Monday, April 8, 2013

How to Live and Die

I got to thinking recently about one of my favorite quotes in life, as, yes, it is one of the few quotes that I have loved since I was a young child up until today. It was and is that powerful and meaningful to me.

It was actually one of my Grandfather Novak's favorite sayings:
Prepare every day as if you are going to live forever;
Live every day as if you are going to die tomorrow. 
It has a lovely lyricism to it -- and yes, for those of you who think it sounds vaguely familiar, it is very like one of Mahatma Gandhi's famous sayings:
Live as if you were to die tomorrow.
Learn as if you were to live forever. 
That said, and with all due respect to Mr. Gandhi, I prefer my grandfather's version. Not just because I'm related to him, but I find the sense of "preparation" very practical, down-to-earth, grounded. And I am nothing but practical.

Interestingly enough though, it has taken me years to truly understand and decipher this saying. It seems obvious, doesn't it? What it means, what it's preaching, what it's encouraging. Yet I only just recently realized that I had been misinterpreting it my entire life.

As to me, the saying had always been straightforward: it was just another way to say "Carpe Diem!" "Sieze the Day!"

Just another way to emphasize that while one can't be foolish and fritter (what a great word "fritter" is -- seriously, it ought to be used more often in every day language) one's life away, one also can't spend all of one's life doing nothing but thinking of the future. One must plan ahead, but one must also live life to it's fullest.

Every. Single. Day.

Frankly, that interpretation rather exhausted me -- stressed me out even. As I wasn't so sure I was "seizing" every day "fully". God knows I wasn't saving the world, or traveling like a vagabond, or even cheerful and embracing life -- Every. Single. Day.

Stored records =
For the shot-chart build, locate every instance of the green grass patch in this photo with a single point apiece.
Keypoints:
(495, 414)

* * *

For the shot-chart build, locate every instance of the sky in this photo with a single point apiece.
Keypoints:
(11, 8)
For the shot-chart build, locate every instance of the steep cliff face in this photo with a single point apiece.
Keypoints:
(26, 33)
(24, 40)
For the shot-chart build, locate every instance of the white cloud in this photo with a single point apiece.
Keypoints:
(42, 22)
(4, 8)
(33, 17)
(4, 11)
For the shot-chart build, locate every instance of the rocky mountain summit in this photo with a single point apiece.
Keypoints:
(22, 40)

Work to do =
1) Rewrite the paragraph of the blog post beginning "That said, and with all due respect" in shorter form, keeping its main points.
2) Please set down the blog post word for word from "It was actually" to "to live forever.".
The rows above are separate from the blog post.

Replies =
1) The writer respects Gandhi's saying but prefers the grandfather's version. This isn't only because of the family tie. Its idea of "preparation" feels practical and grounded, which suits the writer's thoroughly practical nature.

2)
It was actually one of my Grandfather Novak's favorite sayings:
Prepare every day as if you are going to live forever;
Live every day as if you are going to die tomorrow. 
It has a lovely lyricism to it -- and yes, for those of you who think it sounds vaguely familiar, it is very like one of Mahatma Gandhi's famous sayings:
Live as if you were to die tomorrow.
Learn as if you were to live forever.